▶ Task details
Print out every line, exactly as written.
+ + +
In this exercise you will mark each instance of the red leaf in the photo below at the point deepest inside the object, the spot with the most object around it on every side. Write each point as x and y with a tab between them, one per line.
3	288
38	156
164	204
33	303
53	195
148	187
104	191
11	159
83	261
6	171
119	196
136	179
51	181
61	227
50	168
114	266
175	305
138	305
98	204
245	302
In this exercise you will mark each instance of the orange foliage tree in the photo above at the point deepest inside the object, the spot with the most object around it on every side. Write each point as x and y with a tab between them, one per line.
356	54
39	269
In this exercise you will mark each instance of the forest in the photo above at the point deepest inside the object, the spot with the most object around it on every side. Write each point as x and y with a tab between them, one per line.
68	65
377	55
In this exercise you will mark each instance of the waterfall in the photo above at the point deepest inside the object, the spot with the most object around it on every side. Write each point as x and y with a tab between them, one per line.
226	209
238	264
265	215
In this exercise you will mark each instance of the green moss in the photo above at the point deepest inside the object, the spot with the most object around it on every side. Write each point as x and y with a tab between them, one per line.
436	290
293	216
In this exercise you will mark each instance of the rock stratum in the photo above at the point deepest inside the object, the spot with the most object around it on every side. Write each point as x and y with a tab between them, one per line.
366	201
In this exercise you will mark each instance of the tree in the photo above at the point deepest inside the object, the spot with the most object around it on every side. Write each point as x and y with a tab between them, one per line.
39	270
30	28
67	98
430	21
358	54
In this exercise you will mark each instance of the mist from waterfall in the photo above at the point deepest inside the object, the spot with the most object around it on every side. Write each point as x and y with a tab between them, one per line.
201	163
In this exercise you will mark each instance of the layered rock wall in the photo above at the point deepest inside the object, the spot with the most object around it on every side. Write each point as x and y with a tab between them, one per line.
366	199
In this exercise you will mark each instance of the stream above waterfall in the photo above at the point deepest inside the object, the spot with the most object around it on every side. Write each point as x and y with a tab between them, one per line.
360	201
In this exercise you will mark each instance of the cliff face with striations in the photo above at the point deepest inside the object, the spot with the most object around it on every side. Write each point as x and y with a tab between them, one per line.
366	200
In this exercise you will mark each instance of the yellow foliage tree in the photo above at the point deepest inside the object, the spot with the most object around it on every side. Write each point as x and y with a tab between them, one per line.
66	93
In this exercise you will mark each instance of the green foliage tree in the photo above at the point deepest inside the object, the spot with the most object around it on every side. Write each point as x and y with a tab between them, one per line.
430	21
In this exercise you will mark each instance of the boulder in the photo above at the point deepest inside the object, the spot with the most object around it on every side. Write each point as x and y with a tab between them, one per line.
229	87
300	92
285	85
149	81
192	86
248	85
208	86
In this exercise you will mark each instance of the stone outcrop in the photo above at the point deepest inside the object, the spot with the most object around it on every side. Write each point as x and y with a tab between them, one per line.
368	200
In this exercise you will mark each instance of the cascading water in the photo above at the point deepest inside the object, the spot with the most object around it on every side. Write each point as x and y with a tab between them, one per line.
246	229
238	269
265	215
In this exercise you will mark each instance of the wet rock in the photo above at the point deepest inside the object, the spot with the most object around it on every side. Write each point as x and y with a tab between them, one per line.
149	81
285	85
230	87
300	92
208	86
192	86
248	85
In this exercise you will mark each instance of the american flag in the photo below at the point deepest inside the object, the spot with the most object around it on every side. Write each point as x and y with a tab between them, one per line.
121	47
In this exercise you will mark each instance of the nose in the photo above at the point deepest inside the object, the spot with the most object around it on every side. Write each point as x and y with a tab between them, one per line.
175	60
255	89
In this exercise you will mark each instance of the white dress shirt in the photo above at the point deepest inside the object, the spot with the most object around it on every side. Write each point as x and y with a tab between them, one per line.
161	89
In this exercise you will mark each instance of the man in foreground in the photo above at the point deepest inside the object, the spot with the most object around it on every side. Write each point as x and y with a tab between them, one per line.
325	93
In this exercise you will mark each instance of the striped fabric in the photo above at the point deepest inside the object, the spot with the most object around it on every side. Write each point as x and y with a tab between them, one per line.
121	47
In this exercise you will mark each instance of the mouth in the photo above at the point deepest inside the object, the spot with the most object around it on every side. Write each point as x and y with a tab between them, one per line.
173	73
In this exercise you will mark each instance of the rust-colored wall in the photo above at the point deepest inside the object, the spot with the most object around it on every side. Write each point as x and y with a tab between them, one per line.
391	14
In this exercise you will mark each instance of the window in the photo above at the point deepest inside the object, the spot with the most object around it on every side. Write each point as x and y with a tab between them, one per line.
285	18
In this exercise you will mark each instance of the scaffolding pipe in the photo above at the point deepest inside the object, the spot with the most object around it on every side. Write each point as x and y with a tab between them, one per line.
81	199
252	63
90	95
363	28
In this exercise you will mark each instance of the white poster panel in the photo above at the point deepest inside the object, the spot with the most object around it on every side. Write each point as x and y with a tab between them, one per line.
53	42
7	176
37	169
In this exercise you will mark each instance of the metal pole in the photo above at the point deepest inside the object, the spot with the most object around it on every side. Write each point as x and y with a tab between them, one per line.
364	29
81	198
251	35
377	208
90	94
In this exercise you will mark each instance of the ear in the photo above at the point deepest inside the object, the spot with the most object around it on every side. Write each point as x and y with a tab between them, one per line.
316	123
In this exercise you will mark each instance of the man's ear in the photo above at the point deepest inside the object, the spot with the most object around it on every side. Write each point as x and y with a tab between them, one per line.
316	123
+ + +
▶ Problem solution
In this exercise you will mark each instance of the red leaf in the photo below at the point deepest inside the object, the spot with the most object around it on every side. Write each point as x and y with a tab between them, one per line.
3	288
38	156
164	204
33	303
53	195
148	187
104	191
11	159
83	261
6	171
119	196
136	179
51	181
61	227
50	168
114	266
175	305
138	305
98	204
245	302
In this exercise you will mark each instance of the orange foliage tree in the photo above at the point deepest inside the object, the spot with the most object around it on every side. Write each point as x and y with a tab between them, one per line.
356	54
39	269
In this exercise you will mark each instance of the forest in the photo above at the point deepest inside the object, the spot with the most object around it on every side. Write each point as x and y with a tab between them, one per line.
68	65
377	55
In this exercise you will mark each instance of the waterfall in the photo above at the point deepest inside the object, the spot with the most object around it on every side. Write each point as x and y with a tab between them, one per line.
226	209
238	264
265	215
In this exercise you will mark each instance of the green moss in the photo above at the point deepest inside the object, the spot with the most object around it on every side. Write each point as x and y with a tab between them, one per line.
436	290
293	216
In this exercise you will mark each instance of the rock stratum in the photo above at the point deepest inside the object, the spot with the most object around it on every side. Write each point as x and y with a tab between them, one per line.
366	201
In this exercise you will mark each instance of the tree in the photo above at the point deepest inside the object, the spot with the most object around it on every side. Write each point as x and y with a tab between them, one per line.
39	270
30	28
67	98
430	21
358	54
In this exercise you will mark each instance of the mist from waterfall in the photo above at the point deepest inside the object, the spot with the most object around it on every side. Write each point as x and y with a tab between them, one per line.
201	163
In this exercise you will mark each instance of the layered rock wall in the photo above at the point deepest inside the object, the spot with the most object around it on every side. Write each point as x and y with a tab between them, one per line.
366	199
In this exercise you will mark each instance of the stream above waterfall in the photo above at the point deepest inside the object, the spot with the most object around it on every side. Write each point as x and y with a tab between them, one per line.
360	201
In this exercise you will mark each instance of the cliff face with striations in the photo above at the point deepest inside the object, the spot with the most object around it on every side. Write each point as x and y with a tab between them, one per line.
366	200
In this exercise you will mark each instance of the yellow foliage tree in the photo above at the point deepest inside the object, the spot with the most object around it on every side. Write each point as x and y with a tab between them, one per line.
66	93
In this exercise you will mark each instance of the green foliage tree in the photo above at the point deepest inside the object, the spot with the most object around it on every side. Write each point as x and y with a tab between them, one per line.
430	21
In this exercise you will mark each instance of the boulder in the photo above at the point deepest inside the object, the spot with the most object around it on every side. Write each point as x and y with a tab between them, one per line.
229	87
300	92
285	85
149	81
192	86
248	85
208	86
In this exercise you will mark each instance of the stone outcrop in the photo above at the point deepest inside the object, the spot with the most object around it on every side. Write each point as x and y with a tab between them, one per line.
368	200
In this exercise you will mark each instance of the cascading water in the photo above at the point deepest inside the object, the spot with the most object around it on every side. Write each point as x and y with a tab between them, one per line.
246	229
238	269
265	215
In this exercise you will mark each instance of the wet rock in the photo above at the point deepest inside the object, the spot with the most object around it on every side. Write each point as x and y with a tab between them, one per line.
149	81
285	85
230	87
300	92
208	86
192	86
248	85
In this exercise you will mark each instance of the american flag in the photo below at the point deepest inside the object, the spot with the most object around it on every side. Write each point as x and y with a tab between them, one per line.
121	47
In this exercise you will mark each instance of the nose in the photo above at the point deepest inside the object, the spot with the most object around it on every side. Write each point as x and y with a tab between them, one per line.
175	60
255	89
In this exercise you will mark each instance of the white dress shirt in the photo above at the point deepest inside the object, the spot with the most object around it on every side. Write each point as x and y with a tab between them, one per line.
161	89
In this exercise you will mark each instance of the man in foreground in the photo above at the point deepest inside the object, the spot with the most object around it on every side. Write each point as x and y with a tab between them, one per line.
325	93
In this exercise you will mark each instance of the striped fabric in the photo above at the point deepest inside the object, the spot with the most object around it on every side. Write each point as x and y with a tab between them, one per line.
121	47
In this exercise you will mark each instance of the mouth in the photo above at the point deepest inside the object, the spot with the most object around it on every side. Write each point as x and y with a tab between them, one per line.
173	73
In this exercise you will mark each instance of the rust-colored wall in the photo above at the point deepest inside the object, the spot with the most object around it on every side. Write each point as x and y with a tab between them, one per line.
391	14
In this exercise you will mark each instance of the window in the photo above at the point deepest inside the object, the spot with the most object around it on every side. Write each point as x and y with a tab between them, one per line.
285	18
In this exercise you will mark each instance of the scaffolding pipe in the photo above at the point deepest inside the object, the spot with the most object around it on every side. Write each point as x and y with a tab between them, one per line.
81	199
252	63
90	95
363	28
In this exercise you will mark each instance of the white poster panel in the photo above at the point deepest inside the object, the spot with the most object around it on every side. Write each point as x and y with a tab between them, one per line.
53	42
7	176
37	169
In this exercise you will mark each instance of the metal pole in the photo above at the point deepest inside the object, the spot with the most object around it on every side. Write each point as x and y with a tab between them, one per line.
364	29
81	198
251	35
377	208
90	94
In this exercise you will mark each instance of the ear in the photo above at the point deepest inside the object, the spot with the most object around it on every side. Write each point as x and y with a tab between them, one per line.
316	123
In this exercise you will mark each instance of the man's ear in the photo above at the point deepest inside the object, the spot with the most object around it on every side. Write each point as x and y with a tab between them, one per line.
316	123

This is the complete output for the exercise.